**WRITTEN PROBLEM:**
Please retype all of the material below, keeping every line and character unchanged.

**STORED ROWS:**
===============

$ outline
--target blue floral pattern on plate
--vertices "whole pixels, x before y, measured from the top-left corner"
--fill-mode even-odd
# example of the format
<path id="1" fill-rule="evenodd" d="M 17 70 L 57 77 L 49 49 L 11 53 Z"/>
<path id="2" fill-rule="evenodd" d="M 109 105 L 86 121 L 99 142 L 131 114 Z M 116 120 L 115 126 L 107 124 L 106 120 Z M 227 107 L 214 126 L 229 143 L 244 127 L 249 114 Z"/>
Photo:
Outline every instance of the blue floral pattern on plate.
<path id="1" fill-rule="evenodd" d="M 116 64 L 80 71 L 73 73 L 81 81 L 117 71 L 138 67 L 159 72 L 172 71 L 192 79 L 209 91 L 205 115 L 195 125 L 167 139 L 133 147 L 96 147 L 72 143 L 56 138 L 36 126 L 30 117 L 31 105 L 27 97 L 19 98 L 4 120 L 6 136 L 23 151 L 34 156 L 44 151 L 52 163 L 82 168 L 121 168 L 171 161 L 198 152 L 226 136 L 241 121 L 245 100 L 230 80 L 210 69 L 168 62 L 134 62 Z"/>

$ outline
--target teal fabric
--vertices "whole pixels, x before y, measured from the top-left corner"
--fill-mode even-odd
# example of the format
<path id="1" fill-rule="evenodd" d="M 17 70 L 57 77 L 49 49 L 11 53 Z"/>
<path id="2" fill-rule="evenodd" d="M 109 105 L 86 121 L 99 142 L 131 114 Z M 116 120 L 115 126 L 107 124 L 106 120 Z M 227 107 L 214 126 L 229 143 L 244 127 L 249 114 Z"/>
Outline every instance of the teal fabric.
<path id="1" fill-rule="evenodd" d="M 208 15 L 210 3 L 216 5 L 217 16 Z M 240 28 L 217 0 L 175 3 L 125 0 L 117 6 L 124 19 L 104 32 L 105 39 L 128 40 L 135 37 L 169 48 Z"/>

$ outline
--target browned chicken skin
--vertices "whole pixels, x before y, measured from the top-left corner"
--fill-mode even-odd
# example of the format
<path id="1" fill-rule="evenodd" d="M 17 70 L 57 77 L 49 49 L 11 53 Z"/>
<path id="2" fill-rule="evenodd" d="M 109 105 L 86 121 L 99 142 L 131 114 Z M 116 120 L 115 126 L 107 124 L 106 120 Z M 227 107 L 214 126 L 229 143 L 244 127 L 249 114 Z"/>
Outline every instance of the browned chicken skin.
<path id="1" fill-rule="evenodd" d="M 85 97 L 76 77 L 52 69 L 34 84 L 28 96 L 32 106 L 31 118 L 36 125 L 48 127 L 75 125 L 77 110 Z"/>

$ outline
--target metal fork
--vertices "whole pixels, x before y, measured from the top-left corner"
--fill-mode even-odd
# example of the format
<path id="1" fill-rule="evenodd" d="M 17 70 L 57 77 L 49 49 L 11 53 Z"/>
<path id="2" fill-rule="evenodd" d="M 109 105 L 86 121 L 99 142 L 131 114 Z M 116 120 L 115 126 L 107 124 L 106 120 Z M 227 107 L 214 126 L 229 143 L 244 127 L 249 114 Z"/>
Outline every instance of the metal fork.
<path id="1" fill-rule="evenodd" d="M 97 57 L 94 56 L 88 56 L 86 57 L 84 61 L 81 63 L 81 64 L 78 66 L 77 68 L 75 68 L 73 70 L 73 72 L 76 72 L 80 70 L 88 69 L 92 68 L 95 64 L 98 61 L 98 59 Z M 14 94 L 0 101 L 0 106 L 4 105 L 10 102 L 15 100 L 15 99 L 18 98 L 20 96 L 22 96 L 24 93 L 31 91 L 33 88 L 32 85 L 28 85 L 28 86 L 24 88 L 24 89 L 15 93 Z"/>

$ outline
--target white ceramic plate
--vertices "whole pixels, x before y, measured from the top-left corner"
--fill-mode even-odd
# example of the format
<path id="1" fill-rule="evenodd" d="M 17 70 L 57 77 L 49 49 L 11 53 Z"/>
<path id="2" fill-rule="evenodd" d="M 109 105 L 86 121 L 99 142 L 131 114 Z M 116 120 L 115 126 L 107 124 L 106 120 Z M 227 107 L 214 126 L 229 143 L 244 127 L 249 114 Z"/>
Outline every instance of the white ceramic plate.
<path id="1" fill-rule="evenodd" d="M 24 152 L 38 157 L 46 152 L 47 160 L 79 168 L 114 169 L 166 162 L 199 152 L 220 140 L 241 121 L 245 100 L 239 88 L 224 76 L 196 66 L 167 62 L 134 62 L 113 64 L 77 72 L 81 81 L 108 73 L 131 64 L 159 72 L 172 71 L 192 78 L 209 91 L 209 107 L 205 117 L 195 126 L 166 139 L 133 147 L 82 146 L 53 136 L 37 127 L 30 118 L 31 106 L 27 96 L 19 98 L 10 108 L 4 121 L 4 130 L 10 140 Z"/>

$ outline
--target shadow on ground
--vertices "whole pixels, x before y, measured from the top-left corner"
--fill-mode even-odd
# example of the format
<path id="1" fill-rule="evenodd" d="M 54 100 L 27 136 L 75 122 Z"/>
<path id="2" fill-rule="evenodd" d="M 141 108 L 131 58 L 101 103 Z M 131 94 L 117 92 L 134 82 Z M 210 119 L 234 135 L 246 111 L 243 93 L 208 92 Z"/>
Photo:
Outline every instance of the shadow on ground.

===============

**TASK ANSWER:**
$ outline
--target blue floral pattern on plate
--vertices "whole pixels, x before y, measured from the top-left corner"
--fill-mode even-odd
# example of the format
<path id="1" fill-rule="evenodd" d="M 17 70 L 57 77 L 49 49 L 11 53 Z"/>
<path id="2" fill-rule="evenodd" d="M 109 105 L 86 121 L 99 142 L 131 114 Z M 116 120 L 115 126 L 107 124 L 106 120 Z M 227 107 L 214 126 L 229 143 L 244 127 L 249 114 Z"/>
Photo:
Outline every instance of the blue floral pattern on plate.
<path id="1" fill-rule="evenodd" d="M 116 64 L 80 71 L 73 73 L 81 81 L 117 71 L 138 67 L 159 72 L 172 71 L 192 79 L 209 91 L 205 115 L 195 125 L 167 139 L 133 147 L 96 147 L 72 143 L 56 138 L 36 126 L 30 117 L 31 105 L 27 97 L 19 98 L 4 120 L 6 136 L 23 151 L 34 156 L 44 151 L 52 163 L 82 168 L 121 168 L 171 161 L 198 152 L 226 136 L 241 121 L 245 100 L 230 80 L 210 69 L 168 62 L 134 62 Z"/>

$ outline
--target teal fabric
--vertices "whole pixels, x before y, measured from the top-left corner"
--fill-mode even-odd
# example of the format
<path id="1" fill-rule="evenodd" d="M 17 70 L 57 77 L 49 49 L 11 53 Z"/>
<path id="2" fill-rule="evenodd" d="M 109 105 L 86 121 L 99 142 L 131 114 Z M 116 120 L 115 126 L 107 124 L 106 120 Z M 227 107 L 214 126 L 229 143 L 244 127 L 249 114 Z"/>
Outline every instance of the teal fabric.
<path id="1" fill-rule="evenodd" d="M 208 15 L 210 3 L 216 5 L 217 16 Z M 240 28 L 217 0 L 175 3 L 125 0 L 117 6 L 124 19 L 104 32 L 105 39 L 128 40 L 135 37 L 169 48 Z"/>

$ outline
--target browned chicken skin
--vertices "whole pixels, x before y, measured from the top-left corner"
--fill-mode even-odd
# example of the format
<path id="1" fill-rule="evenodd" d="M 17 70 L 57 77 L 49 49 L 11 53 Z"/>
<path id="2" fill-rule="evenodd" d="M 109 105 L 86 121 L 99 142 L 131 114 Z M 116 120 L 115 126 L 107 124 L 106 120 Z M 227 107 L 214 126 L 229 143 L 244 127 L 249 114 Z"/>
Outline every instance of the browned chicken skin.
<path id="1" fill-rule="evenodd" d="M 85 97 L 76 77 L 52 69 L 34 84 L 28 96 L 32 106 L 31 118 L 36 125 L 48 127 L 75 125 L 77 110 Z"/>

$ outline
--target metal fork
--vertices "whole pixels, x before y, measured from the top-left corner"
--fill-mode even-odd
# example of the format
<path id="1" fill-rule="evenodd" d="M 17 70 L 57 77 L 49 49 L 11 53 Z"/>
<path id="2" fill-rule="evenodd" d="M 109 105 L 86 121 L 99 142 L 131 114 Z M 116 120 L 115 126 L 107 124 L 106 120 Z M 227 107 L 214 126 L 229 143 L 244 127 L 249 114 Z"/>
Outline every instance of the metal fork.
<path id="1" fill-rule="evenodd" d="M 97 57 L 94 56 L 88 56 L 86 57 L 84 61 L 81 63 L 81 64 L 78 66 L 77 68 L 75 68 L 73 70 L 73 72 L 76 72 L 80 70 L 88 69 L 92 68 L 95 64 L 98 61 L 98 59 Z M 14 94 L 0 101 L 0 106 L 4 105 L 10 102 L 15 100 L 15 99 L 18 98 L 20 96 L 22 96 L 24 93 L 31 91 L 33 88 L 32 85 L 28 85 L 28 86 L 24 88 L 24 89 L 15 93 Z"/>

$ outline
--target white ceramic plate
--vertices "whole pixels, x before y, measured from the top-left corner"
--fill-mode even-odd
# example of the format
<path id="1" fill-rule="evenodd" d="M 17 70 L 57 77 L 49 49 L 11 53 Z"/>
<path id="2" fill-rule="evenodd" d="M 109 105 L 86 121 L 99 142 L 131 114 Z M 116 120 L 115 126 L 107 124 L 106 120 Z M 227 107 L 214 126 L 229 143 L 244 127 L 249 114 Z"/>
Outline every instance of the white ceramic plate.
<path id="1" fill-rule="evenodd" d="M 24 152 L 38 157 L 46 152 L 47 160 L 79 168 L 114 169 L 166 162 L 199 152 L 220 140 L 241 121 L 245 100 L 239 88 L 224 76 L 196 66 L 167 62 L 134 62 L 113 64 L 77 72 L 81 81 L 108 73 L 131 64 L 159 72 L 172 71 L 192 78 L 209 91 L 209 107 L 205 117 L 195 126 L 166 139 L 133 147 L 82 146 L 53 136 L 37 127 L 30 118 L 31 106 L 27 96 L 19 98 L 10 108 L 4 121 L 4 130 L 10 140 Z"/>

$ outline
--target shadow on ground
--vertices "whole pixels, x before y, measured from the top-left corner"
--fill-mode even-odd
# example of the format
<path id="1" fill-rule="evenodd" d="M 54 100 L 27 136 L 75 122 Z"/>
<path id="2" fill-rule="evenodd" d="M 141 108 L 131 58 L 101 103 Z M 131 94 L 117 92 L 134 82 Z M 210 119 L 234 135 L 246 111 L 243 93 L 208 92 Z"/>
Photo:
Outline every instance of the shadow on ground.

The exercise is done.